╭─ Given entries
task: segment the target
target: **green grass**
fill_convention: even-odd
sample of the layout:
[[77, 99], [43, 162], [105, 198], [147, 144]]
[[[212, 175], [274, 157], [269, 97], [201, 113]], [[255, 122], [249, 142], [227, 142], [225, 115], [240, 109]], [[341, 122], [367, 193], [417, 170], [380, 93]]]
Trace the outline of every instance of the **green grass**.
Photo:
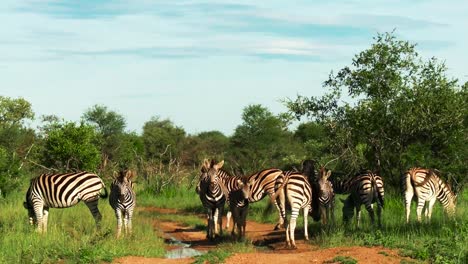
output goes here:
[[[101, 230], [96, 231], [88, 208], [80, 203], [67, 209], [51, 209], [47, 234], [38, 234], [28, 225], [27, 211], [23, 208], [24, 192], [0, 200], [0, 263], [102, 263], [133, 255], [162, 257], [164, 241], [153, 229], [153, 220], [170, 220], [206, 228], [204, 209], [194, 187], [167, 187], [158, 195], [138, 186], [138, 206], [178, 209], [177, 214], [160, 214], [137, 210], [134, 215], [134, 234], [115, 239], [115, 216], [108, 200], [101, 200], [103, 215]], [[251, 204], [249, 220], [276, 223], [276, 208], [265, 213], [268, 198]], [[448, 219], [436, 203], [432, 221], [417, 223], [415, 204], [411, 223], [406, 225], [402, 197], [399, 193], [386, 193], [383, 227], [370, 225], [367, 211], [362, 208], [362, 226], [357, 229], [351, 222], [348, 229], [341, 223], [342, 203], [336, 201], [336, 223], [322, 228], [309, 217], [310, 243], [322, 247], [384, 246], [400, 250], [400, 255], [430, 263], [468, 263], [468, 191], [458, 199], [455, 220]], [[353, 219], [354, 220], [354, 219]], [[302, 216], [298, 219], [297, 239], [301, 238]], [[229, 241], [229, 239], [222, 239]], [[198, 257], [199, 262], [222, 262], [235, 252], [253, 250], [248, 242], [225, 242], [220, 248]]]
[[164, 256], [164, 241], [154, 235], [150, 218], [134, 215], [132, 236], [115, 238], [116, 220], [108, 200], [101, 200], [101, 229], [85, 204], [49, 211], [48, 232], [29, 226], [24, 195], [0, 202], [0, 263], [101, 263], [134, 255]]
[[336, 256], [332, 260], [327, 260], [324, 263], [340, 263], [340, 264], [356, 264], [357, 260], [348, 256]]
[[[181, 187], [177, 192], [168, 189], [162, 195], [153, 197], [151, 204], [158, 207], [177, 208], [187, 214], [203, 213], [203, 207], [193, 190]], [[439, 202], [434, 206], [430, 222], [416, 221], [416, 204], [412, 204], [410, 224], [406, 224], [404, 205], [399, 192], [387, 191], [383, 211], [383, 227], [375, 228], [364, 206], [361, 213], [361, 228], [356, 228], [355, 218], [346, 229], [342, 225], [341, 209], [343, 204], [336, 199], [336, 222], [327, 228], [313, 222], [309, 217], [309, 234], [311, 243], [322, 247], [337, 246], [384, 246], [400, 250], [402, 256], [431, 263], [468, 263], [468, 191], [459, 197], [455, 220], [443, 213]], [[276, 208], [265, 213], [268, 206], [266, 197], [258, 203], [251, 204], [248, 219], [263, 223], [276, 223]], [[204, 224], [205, 221], [203, 221]], [[297, 229], [303, 228], [303, 218], [299, 217]], [[302, 231], [297, 231], [301, 234]], [[301, 239], [300, 236], [298, 239]]]

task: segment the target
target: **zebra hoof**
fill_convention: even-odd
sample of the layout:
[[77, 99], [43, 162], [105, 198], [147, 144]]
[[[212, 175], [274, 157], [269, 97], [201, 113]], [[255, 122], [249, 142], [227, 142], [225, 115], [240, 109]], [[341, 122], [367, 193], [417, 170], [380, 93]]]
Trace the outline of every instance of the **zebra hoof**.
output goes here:
[[280, 230], [281, 227], [282, 227], [281, 224], [276, 224], [276, 225], [275, 225], [275, 228], [274, 228], [273, 230], [275, 230], [275, 231], [276, 231], [276, 230]]

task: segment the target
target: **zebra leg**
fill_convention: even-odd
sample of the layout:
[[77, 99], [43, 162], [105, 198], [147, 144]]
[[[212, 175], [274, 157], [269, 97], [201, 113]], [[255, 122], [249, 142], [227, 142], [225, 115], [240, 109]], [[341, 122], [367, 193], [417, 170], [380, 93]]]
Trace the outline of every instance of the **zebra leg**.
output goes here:
[[374, 215], [374, 205], [373, 204], [366, 204], [366, 210], [369, 213], [369, 217], [371, 219], [372, 225], [375, 223], [375, 215]]
[[284, 225], [286, 229], [286, 248], [291, 248], [291, 238], [289, 237], [289, 228], [291, 227], [291, 225], [289, 224], [287, 217], [284, 220]]
[[128, 211], [128, 233], [131, 235], [133, 233], [133, 208]]
[[47, 230], [43, 230], [43, 224], [42, 224], [42, 219], [44, 215], [44, 205], [39, 204], [39, 205], [34, 205], [34, 214], [36, 215], [36, 224], [37, 224], [37, 232], [42, 233], [47, 232]]
[[294, 239], [294, 230], [296, 229], [296, 220], [298, 214], [299, 211], [297, 211], [296, 214], [291, 215], [291, 220], [289, 221], [289, 237], [291, 238], [291, 248], [293, 249], [297, 248], [296, 241]]
[[431, 216], [432, 216], [432, 208], [434, 207], [434, 204], [437, 200], [437, 197], [434, 197], [432, 198], [431, 200], [429, 200], [429, 204], [426, 208], [426, 213], [427, 213], [427, 216], [426, 218], [430, 221], [431, 220]]
[[96, 227], [97, 227], [97, 228], [100, 228], [100, 226], [101, 226], [100, 224], [101, 224], [101, 220], [102, 220], [102, 215], [101, 215], [101, 213], [99, 212], [98, 202], [99, 202], [98, 199], [93, 200], [93, 201], [85, 201], [86, 206], [88, 206], [89, 211], [91, 212], [91, 214], [92, 214], [93, 217], [94, 217], [94, 221], [96, 221]]
[[320, 204], [319, 206], [320, 208], [320, 218], [322, 219], [322, 225], [325, 225], [327, 224], [327, 212], [326, 212], [326, 208], [323, 204]]
[[286, 199], [284, 189], [281, 189], [278, 193], [278, 197], [274, 201], [276, 209], [278, 209], [279, 219], [274, 230], [279, 230], [281, 227], [285, 227], [286, 219]]
[[413, 187], [406, 189], [405, 192], [405, 213], [406, 213], [406, 223], [409, 223], [409, 217], [411, 212], [411, 201], [413, 200]]
[[218, 215], [219, 215], [219, 208], [216, 208], [214, 210], [214, 214], [213, 214], [213, 218], [212, 218], [213, 226], [214, 226], [214, 234], [213, 235], [216, 235], [219, 232], [219, 230], [218, 230]]
[[122, 210], [116, 208], [115, 209], [115, 217], [117, 218], [116, 236], [117, 236], [117, 238], [120, 238], [120, 235], [122, 234]]
[[418, 216], [418, 222], [421, 222], [421, 214], [426, 202], [423, 199], [418, 198], [418, 207], [416, 208], [416, 215]]
[[379, 228], [382, 228], [382, 206], [377, 205], [377, 220], [379, 222]]
[[226, 229], [229, 230], [229, 223], [231, 222], [232, 212], [229, 210], [226, 214]]
[[356, 224], [357, 228], [361, 226], [361, 205], [356, 206]]
[[123, 224], [124, 224], [125, 235], [128, 234], [128, 219], [129, 219], [128, 211], [124, 211]]
[[49, 208], [45, 207], [44, 208], [44, 216], [42, 218], [42, 226], [43, 226], [43, 230], [44, 230], [44, 233], [47, 232], [47, 220], [48, 220], [48, 217], [49, 217]]
[[309, 232], [307, 230], [307, 228], [308, 228], [307, 227], [307, 225], [308, 225], [308, 223], [307, 223], [308, 219], [307, 218], [309, 216], [309, 209], [310, 209], [309, 206], [304, 207], [304, 239], [305, 240], [309, 240]]
[[224, 205], [219, 208], [218, 214], [218, 226], [219, 226], [219, 235], [223, 235], [223, 213], [224, 213]]

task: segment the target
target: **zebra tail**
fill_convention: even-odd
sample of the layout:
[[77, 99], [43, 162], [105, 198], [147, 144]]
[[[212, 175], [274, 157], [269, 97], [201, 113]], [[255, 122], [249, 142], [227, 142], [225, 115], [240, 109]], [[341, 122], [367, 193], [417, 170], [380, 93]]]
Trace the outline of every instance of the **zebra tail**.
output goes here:
[[107, 192], [107, 188], [105, 186], [103, 187], [103, 189], [104, 189], [104, 194], [100, 193], [99, 196], [102, 199], [106, 199], [109, 196], [109, 193]]

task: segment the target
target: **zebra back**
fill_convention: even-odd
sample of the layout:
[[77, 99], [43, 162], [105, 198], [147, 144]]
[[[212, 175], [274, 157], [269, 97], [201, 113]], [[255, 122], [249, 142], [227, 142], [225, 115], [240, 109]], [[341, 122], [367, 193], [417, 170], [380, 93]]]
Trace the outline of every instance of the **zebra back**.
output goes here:
[[408, 182], [411, 183], [411, 186], [406, 188], [414, 188], [418, 198], [428, 201], [432, 196], [436, 196], [447, 212], [455, 213], [456, 195], [436, 170], [411, 168], [405, 173], [405, 177], [408, 177]]
[[366, 171], [351, 178], [346, 184], [346, 189], [351, 195], [359, 197], [363, 204], [370, 205], [376, 201], [381, 207], [384, 207], [385, 194], [382, 177], [371, 171]]
[[[101, 194], [101, 190], [105, 194]], [[105, 198], [105, 184], [96, 174], [90, 172], [73, 172], [60, 174], [42, 174], [31, 180], [26, 194], [25, 207], [35, 204], [44, 207], [66, 208], [83, 200], [85, 202]]]

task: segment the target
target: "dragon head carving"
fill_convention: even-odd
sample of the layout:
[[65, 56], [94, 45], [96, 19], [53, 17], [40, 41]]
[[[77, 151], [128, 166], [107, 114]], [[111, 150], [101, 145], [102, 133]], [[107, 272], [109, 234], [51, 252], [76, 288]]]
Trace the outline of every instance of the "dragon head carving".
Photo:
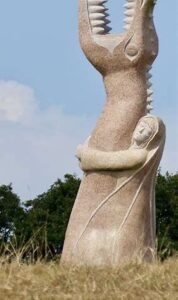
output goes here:
[[119, 34], [111, 33], [107, 2], [79, 0], [81, 47], [104, 77], [130, 68], [145, 70], [149, 113], [153, 93], [150, 69], [158, 54], [158, 37], [153, 22], [156, 0], [126, 0], [124, 32]]
[[112, 34], [107, 0], [80, 0], [81, 47], [97, 70], [109, 72], [151, 65], [158, 53], [153, 23], [155, 0], [126, 0], [125, 31]]

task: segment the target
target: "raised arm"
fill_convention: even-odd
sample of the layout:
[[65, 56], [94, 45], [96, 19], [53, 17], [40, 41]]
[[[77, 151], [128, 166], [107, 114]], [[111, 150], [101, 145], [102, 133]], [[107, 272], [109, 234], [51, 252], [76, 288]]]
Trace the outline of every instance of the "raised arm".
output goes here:
[[83, 171], [117, 171], [138, 168], [147, 158], [145, 149], [104, 152], [86, 146], [79, 146], [77, 157]]

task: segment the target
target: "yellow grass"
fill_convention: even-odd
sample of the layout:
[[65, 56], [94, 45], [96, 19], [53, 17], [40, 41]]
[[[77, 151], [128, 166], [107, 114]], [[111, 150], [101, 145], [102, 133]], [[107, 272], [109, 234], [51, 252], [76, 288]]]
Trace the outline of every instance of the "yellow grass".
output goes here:
[[118, 269], [64, 269], [59, 263], [0, 263], [0, 300], [178, 299], [178, 259]]

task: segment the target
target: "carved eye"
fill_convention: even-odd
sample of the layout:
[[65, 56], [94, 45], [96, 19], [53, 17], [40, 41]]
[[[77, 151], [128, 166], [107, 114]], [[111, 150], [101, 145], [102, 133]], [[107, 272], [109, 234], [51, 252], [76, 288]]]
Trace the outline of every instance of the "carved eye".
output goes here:
[[139, 55], [139, 49], [136, 44], [136, 35], [130, 37], [125, 45], [125, 55], [130, 61], [133, 61]]
[[135, 57], [138, 55], [138, 49], [136, 46], [134, 45], [129, 45], [127, 48], [126, 48], [126, 54], [128, 56], [131, 56], [131, 57]]

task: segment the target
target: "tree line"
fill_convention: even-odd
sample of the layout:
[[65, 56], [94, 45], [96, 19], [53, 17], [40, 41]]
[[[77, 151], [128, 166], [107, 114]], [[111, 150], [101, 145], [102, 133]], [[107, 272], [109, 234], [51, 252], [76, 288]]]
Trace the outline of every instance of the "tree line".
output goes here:
[[[21, 251], [24, 259], [54, 259], [61, 253], [80, 179], [66, 174], [47, 192], [22, 202], [11, 184], [0, 186], [0, 255]], [[178, 251], [178, 173], [156, 183], [158, 253]]]

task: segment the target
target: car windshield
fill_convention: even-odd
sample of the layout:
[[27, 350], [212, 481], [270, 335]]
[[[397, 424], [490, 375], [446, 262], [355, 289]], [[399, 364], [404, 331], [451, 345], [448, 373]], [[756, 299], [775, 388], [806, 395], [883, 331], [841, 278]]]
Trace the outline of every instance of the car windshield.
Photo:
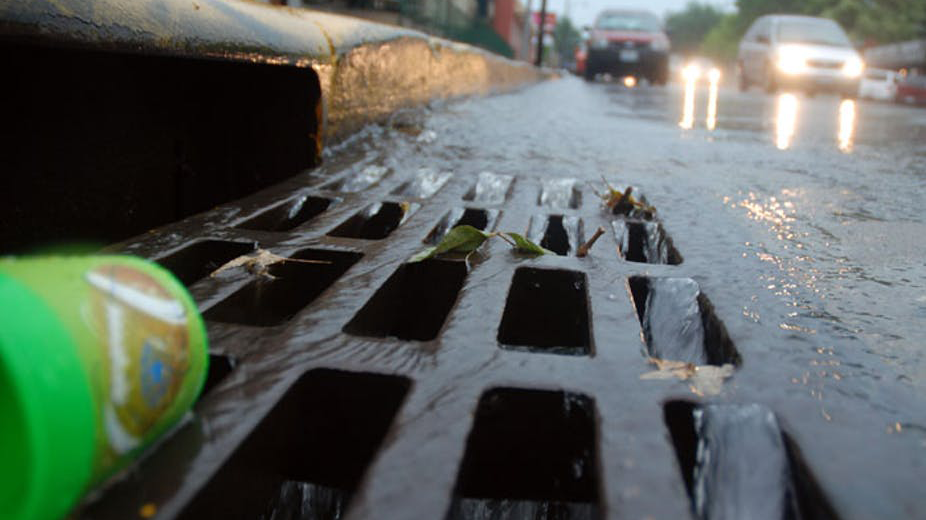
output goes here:
[[598, 17], [595, 27], [610, 31], [656, 32], [662, 30], [662, 24], [655, 15], [634, 12], [604, 13]]
[[887, 79], [887, 72], [884, 72], [882, 70], [869, 70], [865, 72], [865, 77], [868, 79], [876, 79], [876, 80], [884, 81]]
[[778, 25], [778, 41], [783, 43], [811, 43], [850, 47], [846, 33], [833, 22], [816, 20], [788, 20]]

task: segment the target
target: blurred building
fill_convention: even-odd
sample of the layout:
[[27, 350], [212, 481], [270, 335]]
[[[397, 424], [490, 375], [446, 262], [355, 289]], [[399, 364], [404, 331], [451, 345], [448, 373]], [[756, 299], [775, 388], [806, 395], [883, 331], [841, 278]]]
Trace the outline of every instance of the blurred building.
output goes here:
[[524, 6], [519, 0], [261, 0], [334, 11], [418, 29], [509, 58], [522, 56]]
[[865, 63], [879, 69], [926, 74], [926, 39], [871, 47], [865, 50]]

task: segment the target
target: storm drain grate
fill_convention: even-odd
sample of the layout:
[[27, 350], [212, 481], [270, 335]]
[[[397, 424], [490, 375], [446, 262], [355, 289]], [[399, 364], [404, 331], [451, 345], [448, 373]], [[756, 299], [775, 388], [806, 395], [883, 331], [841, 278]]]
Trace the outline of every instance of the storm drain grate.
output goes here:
╰─
Return a copy of each line of the material that holds the word "drain".

target: storm drain grate
Trace the outline of every instance of the storm drain grate.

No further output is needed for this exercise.